TASK OBJECTIVE -> Copy every one of the lines below word for word, but leave the picture out of your copy.

-------

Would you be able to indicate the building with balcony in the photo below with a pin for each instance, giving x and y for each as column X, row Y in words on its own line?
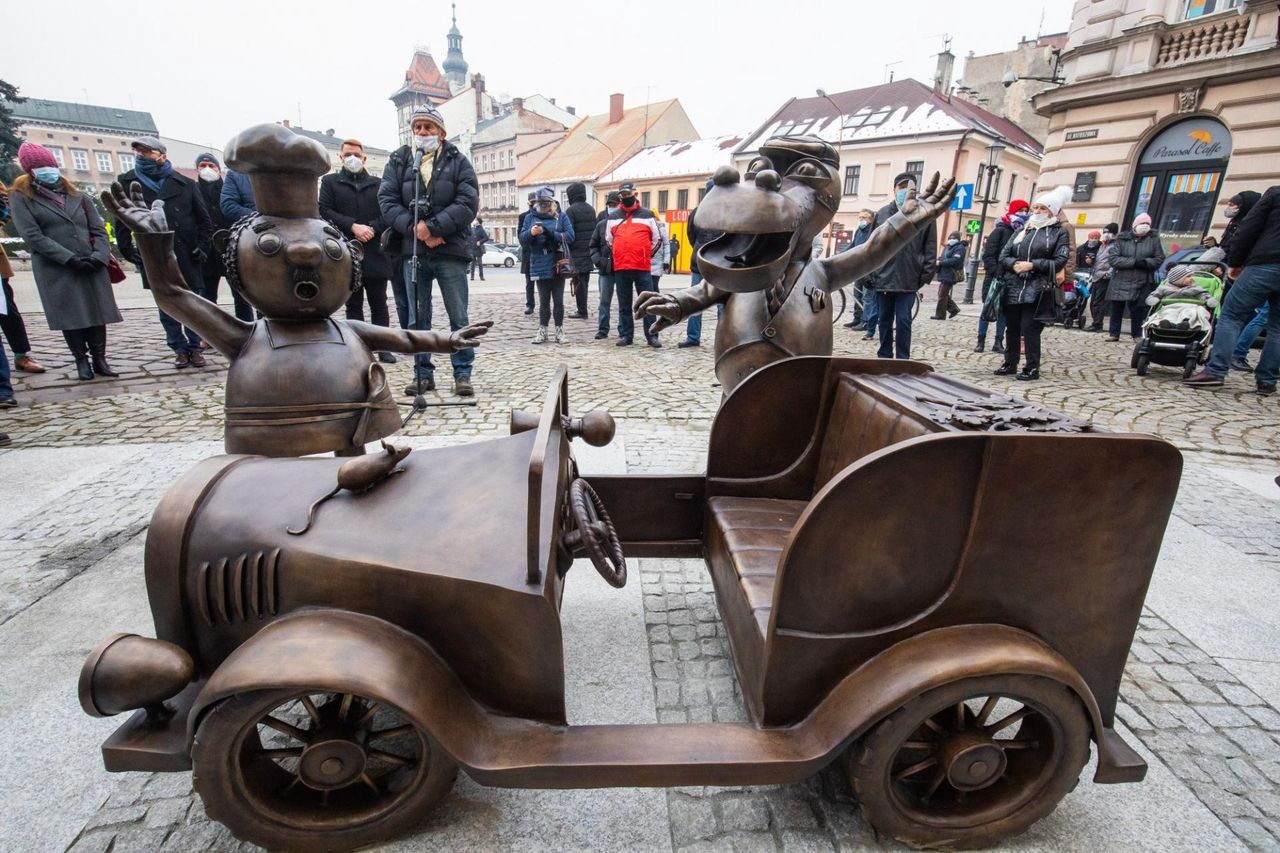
column 1169, row 106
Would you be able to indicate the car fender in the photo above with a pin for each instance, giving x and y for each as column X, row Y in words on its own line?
column 348, row 652
column 946, row 655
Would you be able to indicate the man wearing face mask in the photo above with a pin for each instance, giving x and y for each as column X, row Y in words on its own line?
column 348, row 199
column 899, row 279
column 213, row 270
column 193, row 229
column 430, row 195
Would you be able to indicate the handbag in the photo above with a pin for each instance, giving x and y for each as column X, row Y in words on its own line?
column 114, row 272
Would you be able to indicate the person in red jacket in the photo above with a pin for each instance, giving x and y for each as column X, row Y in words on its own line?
column 632, row 236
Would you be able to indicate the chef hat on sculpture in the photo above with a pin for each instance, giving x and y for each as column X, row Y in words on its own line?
column 282, row 167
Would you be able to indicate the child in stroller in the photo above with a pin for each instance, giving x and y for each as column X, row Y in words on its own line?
column 1179, row 329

-------

CORRECT OUTPUT ->
Would you be able to indicate the building with balcony in the photo below with a pin for each instance, giving x and y for each as column X, row Y in words on its own line?
column 1169, row 106
Would you be able to indicate the car fender in the photo above with a pin for each instance, giving x and y for each as column X, row Y in words on its own line?
column 348, row 652
column 946, row 655
Would you be able to indicate the man wearing face mask in the photo above with a pin for each instance, giving x and y for each as column X, row Y in words on its own line?
column 348, row 199
column 899, row 279
column 213, row 270
column 193, row 229
column 430, row 195
Would you be able to indicate the handbag in the photo above with a pin for each instance, giving x and y for each as column X, row Y in words on its own line?
column 114, row 272
Would you be able to indicate the person in red jacket in the photo above with a pin for each instance, giving x and y for each as column X, row Y in words on its own line?
column 632, row 236
Would you be able to indicate the chef hat on sculpture in the photo above with a pin for each instance, giving x and y for each as column X, row Y in words on its own line?
column 282, row 167
Would you be able to indicate the child in stroller in the photo above with a pin for each instance, giving x and y for each as column X, row Y in words on its own line?
column 1179, row 329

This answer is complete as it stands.